(Point-based annotation data)
--- begin ---

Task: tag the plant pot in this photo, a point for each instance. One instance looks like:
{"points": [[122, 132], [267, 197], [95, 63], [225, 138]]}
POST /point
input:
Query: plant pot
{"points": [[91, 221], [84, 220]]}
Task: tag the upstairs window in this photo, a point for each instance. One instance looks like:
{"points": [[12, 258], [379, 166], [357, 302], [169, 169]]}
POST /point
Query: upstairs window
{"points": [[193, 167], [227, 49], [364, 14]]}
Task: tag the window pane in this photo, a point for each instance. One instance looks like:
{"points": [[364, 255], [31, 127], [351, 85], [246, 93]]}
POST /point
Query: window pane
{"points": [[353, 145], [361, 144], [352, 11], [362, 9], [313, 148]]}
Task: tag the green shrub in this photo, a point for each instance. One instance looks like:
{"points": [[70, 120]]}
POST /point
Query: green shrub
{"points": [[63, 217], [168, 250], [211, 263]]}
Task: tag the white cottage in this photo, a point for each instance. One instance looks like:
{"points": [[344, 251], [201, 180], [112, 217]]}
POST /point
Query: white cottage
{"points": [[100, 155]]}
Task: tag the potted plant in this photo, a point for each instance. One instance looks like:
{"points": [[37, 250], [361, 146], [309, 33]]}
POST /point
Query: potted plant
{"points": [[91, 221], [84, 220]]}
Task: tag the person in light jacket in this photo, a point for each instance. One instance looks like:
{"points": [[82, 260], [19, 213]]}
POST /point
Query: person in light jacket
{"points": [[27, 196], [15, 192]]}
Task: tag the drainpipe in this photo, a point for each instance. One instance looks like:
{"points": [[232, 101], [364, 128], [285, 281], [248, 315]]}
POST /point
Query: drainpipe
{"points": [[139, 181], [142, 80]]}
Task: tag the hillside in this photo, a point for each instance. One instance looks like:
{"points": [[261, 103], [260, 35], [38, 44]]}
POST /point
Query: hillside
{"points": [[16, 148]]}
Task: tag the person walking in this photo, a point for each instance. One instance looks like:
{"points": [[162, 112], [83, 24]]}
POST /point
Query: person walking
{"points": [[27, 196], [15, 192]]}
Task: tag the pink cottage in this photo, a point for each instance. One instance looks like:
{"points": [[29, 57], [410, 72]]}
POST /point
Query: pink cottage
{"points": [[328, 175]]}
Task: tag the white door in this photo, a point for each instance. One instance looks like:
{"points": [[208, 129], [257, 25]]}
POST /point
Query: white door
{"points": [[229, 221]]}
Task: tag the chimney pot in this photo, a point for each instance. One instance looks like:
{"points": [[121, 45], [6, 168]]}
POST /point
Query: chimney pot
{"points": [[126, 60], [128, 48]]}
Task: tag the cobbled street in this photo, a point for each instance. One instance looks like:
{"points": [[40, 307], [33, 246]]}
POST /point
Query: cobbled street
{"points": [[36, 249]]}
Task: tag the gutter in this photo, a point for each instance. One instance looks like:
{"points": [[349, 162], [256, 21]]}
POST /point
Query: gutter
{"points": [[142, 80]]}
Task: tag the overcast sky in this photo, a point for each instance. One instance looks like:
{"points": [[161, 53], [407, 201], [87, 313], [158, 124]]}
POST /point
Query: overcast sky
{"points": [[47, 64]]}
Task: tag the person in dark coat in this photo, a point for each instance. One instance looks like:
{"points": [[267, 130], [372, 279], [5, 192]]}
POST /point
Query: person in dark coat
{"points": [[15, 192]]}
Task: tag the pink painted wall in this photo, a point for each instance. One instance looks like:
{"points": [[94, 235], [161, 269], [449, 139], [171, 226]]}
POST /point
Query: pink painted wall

--- end ---

[Instructions to follow]
Write out the records shown above, exactly as they appear.

[Answer for the task]
Task: tag the plant pot in this photo, a point for each instance. One instance looks like:
{"points": [[122, 132], [267, 197], [95, 63], [225, 138]]}
POST /point
input:
Query: plant pot
{"points": [[91, 221], [84, 220]]}
Task: tag the upstairs window in this photo, a point for each instance. One instance looks like:
{"points": [[12, 258], [379, 166], [357, 302], [169, 169]]}
POST /point
Query: upstairs window
{"points": [[193, 167], [227, 49], [364, 14]]}
Task: tag the window pane in this photo, a point for each instance. One instance looks like:
{"points": [[364, 255], [31, 127], [351, 85], [246, 93]]}
POST /point
Query: window pane
{"points": [[353, 145], [361, 144], [352, 11], [362, 9], [313, 148]]}
Task: tag the green shrub in this photo, a point for each instance. One instance looks like:
{"points": [[70, 120]]}
POST /point
Query: green shrub
{"points": [[63, 217], [168, 250], [211, 263]]}
Task: tag the white cottage in this photo, a point for each instance. One instance looks like:
{"points": [[344, 251], [201, 180], [112, 217]]}
POST /point
Query: white cottage
{"points": [[100, 155]]}
Task: tag the potted plant in this photo, a point for each instance. One instance looks like:
{"points": [[37, 250], [361, 146], [309, 33]]}
POST /point
Query: potted plant
{"points": [[91, 221], [84, 220]]}
Task: tag the person in light jacket in this photo, a point for each instance. One instance looks like:
{"points": [[82, 260], [19, 213]]}
POST /point
Query: person in light jacket
{"points": [[27, 196], [15, 192]]}
Task: tag the drainpipe in this photo, a point for each instance. One instance looks like:
{"points": [[232, 101], [364, 128], [285, 281], [248, 315]]}
POST /point
Query: drainpipe
{"points": [[139, 181], [142, 80]]}
Task: tag the hillside in this photo, a point for each instance. One instance looks like:
{"points": [[261, 103], [260, 35], [38, 44]]}
POST /point
Query: hillside
{"points": [[16, 148]]}
Task: tag the person walking in this photo, a point for each instance. One instance looks like:
{"points": [[162, 112], [83, 24]]}
POST /point
Query: person walking
{"points": [[27, 196], [15, 192]]}
Task: tag the pink cottage in this photo, a point for each instance. One instance looks like:
{"points": [[29, 57], [410, 72]]}
POST /point
Query: pink cottage
{"points": [[328, 175]]}
Task: tag the white door in this photo, a point for each instance. One instance looks like:
{"points": [[208, 129], [257, 25]]}
POST /point
Query: white door
{"points": [[229, 221]]}
Task: tag the chimney pot in this photo, a point for each instance. One instance looks like:
{"points": [[121, 45], [6, 168]]}
POST /point
Query: chimney pot
{"points": [[126, 60], [128, 48]]}
Task: tag the cobbled street in this photo, a point for each instance. One instance looks like:
{"points": [[40, 307], [33, 246]]}
POST /point
Query: cobbled street
{"points": [[36, 249]]}
Task: tag the gutter in this photo, a point for each instance. One instance looks like:
{"points": [[349, 162], [256, 21]]}
POST /point
Query: gutter
{"points": [[142, 80]]}
Task: tag the overcast sky in this photo, a point for each instance. One instance looks like:
{"points": [[161, 53], [407, 201], [87, 313], [158, 124]]}
POST /point
Query: overcast sky
{"points": [[47, 64]]}
Task: tag the person in dark coat in this photo, a point for each instance. One instance looks like:
{"points": [[267, 130], [372, 279], [5, 192]]}
POST /point
Query: person in dark coat
{"points": [[15, 192]]}
Task: tag the pink painted wall in this photo, a point for each instance. One instance looks like:
{"points": [[94, 235], [161, 269], [449, 139], [171, 226]]}
POST /point
Query: pink painted wall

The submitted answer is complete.